• **Task prompt**: What is needed is a word-for-word copy of the lines below from the one with "Could you point out the orange berry" through the one with "Could you point out the gold", both included, with every picture left out.

• **Material to process**:
------

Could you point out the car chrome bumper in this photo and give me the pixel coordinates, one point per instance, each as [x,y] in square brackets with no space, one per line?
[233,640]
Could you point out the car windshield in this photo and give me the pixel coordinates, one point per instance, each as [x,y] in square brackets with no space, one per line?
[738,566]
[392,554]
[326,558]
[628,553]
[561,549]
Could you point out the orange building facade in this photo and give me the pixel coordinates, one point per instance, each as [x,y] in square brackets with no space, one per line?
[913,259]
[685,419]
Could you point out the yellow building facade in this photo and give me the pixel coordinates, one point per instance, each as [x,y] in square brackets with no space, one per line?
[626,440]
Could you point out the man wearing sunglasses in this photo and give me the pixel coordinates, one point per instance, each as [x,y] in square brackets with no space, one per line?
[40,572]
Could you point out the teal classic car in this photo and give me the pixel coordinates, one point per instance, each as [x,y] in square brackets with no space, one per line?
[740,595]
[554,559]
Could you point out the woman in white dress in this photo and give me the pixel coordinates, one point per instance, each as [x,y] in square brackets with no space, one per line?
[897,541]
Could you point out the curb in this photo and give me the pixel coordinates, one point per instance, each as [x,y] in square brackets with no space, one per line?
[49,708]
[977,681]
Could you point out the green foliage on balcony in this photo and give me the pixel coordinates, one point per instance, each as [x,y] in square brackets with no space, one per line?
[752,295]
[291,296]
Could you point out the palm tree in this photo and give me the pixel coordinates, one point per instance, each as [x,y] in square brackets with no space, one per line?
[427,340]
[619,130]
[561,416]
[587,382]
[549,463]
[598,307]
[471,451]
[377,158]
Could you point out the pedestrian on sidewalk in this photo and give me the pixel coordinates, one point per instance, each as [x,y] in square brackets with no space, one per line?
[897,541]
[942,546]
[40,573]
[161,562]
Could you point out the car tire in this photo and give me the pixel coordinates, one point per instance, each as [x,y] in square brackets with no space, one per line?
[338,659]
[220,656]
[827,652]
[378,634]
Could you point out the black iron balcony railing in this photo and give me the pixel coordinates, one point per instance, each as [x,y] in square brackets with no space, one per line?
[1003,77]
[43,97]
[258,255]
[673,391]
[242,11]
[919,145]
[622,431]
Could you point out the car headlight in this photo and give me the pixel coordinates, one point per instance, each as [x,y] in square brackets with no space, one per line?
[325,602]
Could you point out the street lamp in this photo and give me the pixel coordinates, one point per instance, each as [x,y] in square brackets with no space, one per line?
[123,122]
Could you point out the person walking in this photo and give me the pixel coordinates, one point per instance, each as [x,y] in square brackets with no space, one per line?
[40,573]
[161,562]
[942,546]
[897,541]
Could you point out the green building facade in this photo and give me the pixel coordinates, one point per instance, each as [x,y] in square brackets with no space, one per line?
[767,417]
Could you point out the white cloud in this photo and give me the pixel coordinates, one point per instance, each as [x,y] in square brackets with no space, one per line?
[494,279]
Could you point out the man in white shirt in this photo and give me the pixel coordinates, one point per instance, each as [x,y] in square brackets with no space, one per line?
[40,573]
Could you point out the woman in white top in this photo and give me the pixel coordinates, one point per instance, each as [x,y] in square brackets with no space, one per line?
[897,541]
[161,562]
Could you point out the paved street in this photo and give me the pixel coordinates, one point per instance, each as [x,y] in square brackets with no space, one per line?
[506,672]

------

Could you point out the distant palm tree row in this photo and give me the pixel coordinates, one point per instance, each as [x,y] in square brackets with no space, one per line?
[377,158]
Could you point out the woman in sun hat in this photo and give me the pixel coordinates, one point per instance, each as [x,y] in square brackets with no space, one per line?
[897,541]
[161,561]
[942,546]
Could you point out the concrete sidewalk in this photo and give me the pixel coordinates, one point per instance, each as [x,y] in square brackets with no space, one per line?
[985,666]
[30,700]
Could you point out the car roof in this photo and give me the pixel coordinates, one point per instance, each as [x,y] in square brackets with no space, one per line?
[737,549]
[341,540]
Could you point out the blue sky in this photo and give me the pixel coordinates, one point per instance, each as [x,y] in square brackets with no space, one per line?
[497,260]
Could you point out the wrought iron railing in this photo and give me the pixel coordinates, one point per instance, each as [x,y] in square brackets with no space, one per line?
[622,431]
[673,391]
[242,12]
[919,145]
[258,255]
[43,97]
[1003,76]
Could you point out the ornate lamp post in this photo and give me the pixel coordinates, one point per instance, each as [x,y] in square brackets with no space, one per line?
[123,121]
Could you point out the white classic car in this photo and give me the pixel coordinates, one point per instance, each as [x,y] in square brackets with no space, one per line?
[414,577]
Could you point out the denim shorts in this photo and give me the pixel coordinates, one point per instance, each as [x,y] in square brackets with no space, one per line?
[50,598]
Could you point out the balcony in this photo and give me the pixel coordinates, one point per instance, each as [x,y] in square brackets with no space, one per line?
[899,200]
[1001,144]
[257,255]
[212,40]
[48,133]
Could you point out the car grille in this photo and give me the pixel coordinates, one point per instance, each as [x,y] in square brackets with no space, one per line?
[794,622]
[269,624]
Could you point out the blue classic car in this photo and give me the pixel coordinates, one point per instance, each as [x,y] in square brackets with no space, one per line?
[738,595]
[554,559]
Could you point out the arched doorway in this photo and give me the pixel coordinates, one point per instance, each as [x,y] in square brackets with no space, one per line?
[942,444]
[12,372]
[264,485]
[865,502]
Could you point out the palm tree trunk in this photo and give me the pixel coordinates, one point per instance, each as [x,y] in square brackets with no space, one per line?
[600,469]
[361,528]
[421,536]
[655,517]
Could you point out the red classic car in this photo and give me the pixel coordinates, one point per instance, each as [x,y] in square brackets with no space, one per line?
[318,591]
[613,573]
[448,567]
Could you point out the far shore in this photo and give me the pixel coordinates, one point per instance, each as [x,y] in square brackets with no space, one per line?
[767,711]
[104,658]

------

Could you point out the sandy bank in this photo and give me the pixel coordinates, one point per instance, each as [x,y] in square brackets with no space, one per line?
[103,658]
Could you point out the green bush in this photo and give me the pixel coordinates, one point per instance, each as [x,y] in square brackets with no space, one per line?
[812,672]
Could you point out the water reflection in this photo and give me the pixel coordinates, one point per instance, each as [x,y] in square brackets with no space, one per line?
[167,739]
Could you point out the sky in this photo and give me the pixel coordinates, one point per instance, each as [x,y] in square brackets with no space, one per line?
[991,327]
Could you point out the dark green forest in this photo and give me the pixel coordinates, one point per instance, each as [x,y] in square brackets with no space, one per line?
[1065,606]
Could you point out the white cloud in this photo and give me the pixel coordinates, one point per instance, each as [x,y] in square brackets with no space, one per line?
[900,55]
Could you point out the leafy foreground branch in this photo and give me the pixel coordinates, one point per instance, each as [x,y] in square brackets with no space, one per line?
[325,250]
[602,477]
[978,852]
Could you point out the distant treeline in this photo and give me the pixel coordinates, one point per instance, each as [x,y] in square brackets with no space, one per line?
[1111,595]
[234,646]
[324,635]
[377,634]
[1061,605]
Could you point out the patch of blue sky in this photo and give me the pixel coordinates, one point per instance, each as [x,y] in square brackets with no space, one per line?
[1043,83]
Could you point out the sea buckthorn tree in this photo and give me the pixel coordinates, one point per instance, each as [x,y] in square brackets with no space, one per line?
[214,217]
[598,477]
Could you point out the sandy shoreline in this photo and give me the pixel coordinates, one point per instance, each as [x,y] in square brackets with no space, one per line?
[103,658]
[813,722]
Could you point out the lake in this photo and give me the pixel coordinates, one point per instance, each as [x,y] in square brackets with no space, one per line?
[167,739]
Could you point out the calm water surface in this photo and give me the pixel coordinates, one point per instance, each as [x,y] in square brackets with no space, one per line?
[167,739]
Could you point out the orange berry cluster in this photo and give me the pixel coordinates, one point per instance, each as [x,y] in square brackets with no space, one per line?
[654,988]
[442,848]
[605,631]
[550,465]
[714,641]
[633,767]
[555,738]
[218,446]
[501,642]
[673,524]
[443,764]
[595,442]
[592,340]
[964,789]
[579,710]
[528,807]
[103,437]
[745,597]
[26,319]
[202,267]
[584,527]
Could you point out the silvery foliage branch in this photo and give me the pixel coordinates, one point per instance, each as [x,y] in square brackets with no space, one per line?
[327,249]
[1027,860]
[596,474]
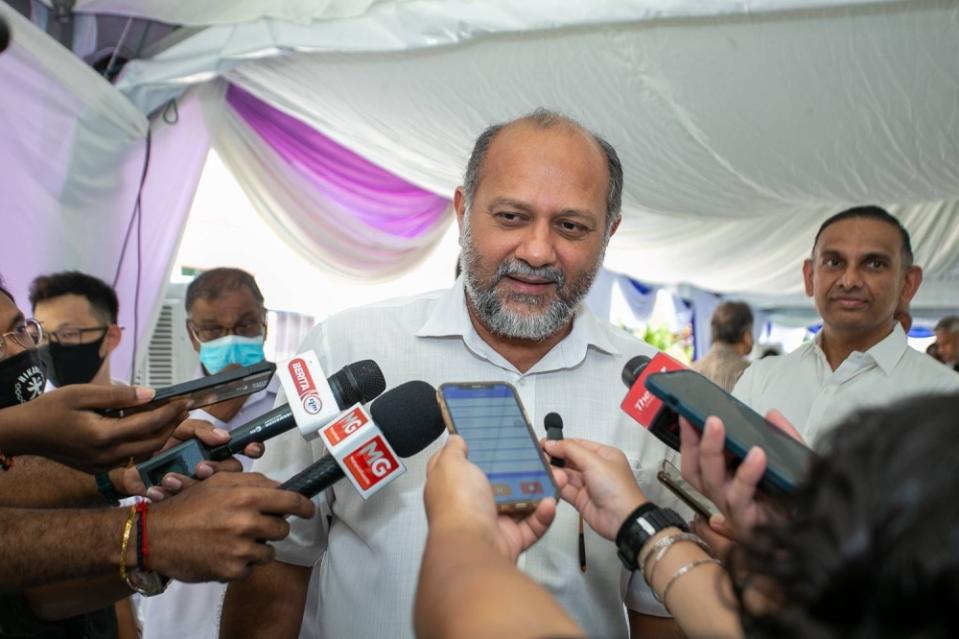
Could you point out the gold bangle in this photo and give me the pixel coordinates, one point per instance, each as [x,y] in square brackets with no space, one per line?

------

• **Response**:
Could you point out the orange berry cluster in this photo and give me the pixel coordinates, one point per instance, each as [x,y] in square brackets with no space, one per line?
[654,988]
[442,848]
[605,631]
[550,465]
[714,641]
[633,767]
[555,738]
[218,446]
[501,642]
[673,524]
[443,764]
[595,442]
[592,340]
[964,789]
[579,710]
[528,807]
[103,437]
[745,597]
[26,319]
[202,267]
[584,527]
Could you point out the silvery foliage branch in this photo and give me the pixel coordinates, one point per instance, each as [x,y] in square brackets with no space, one per line?
[327,249]
[1027,860]
[596,474]
Could you point out the gold bangle in this photo and give me the pixel coordinates, one point per instance, each as [x,y] in square brackets with no space, one per line?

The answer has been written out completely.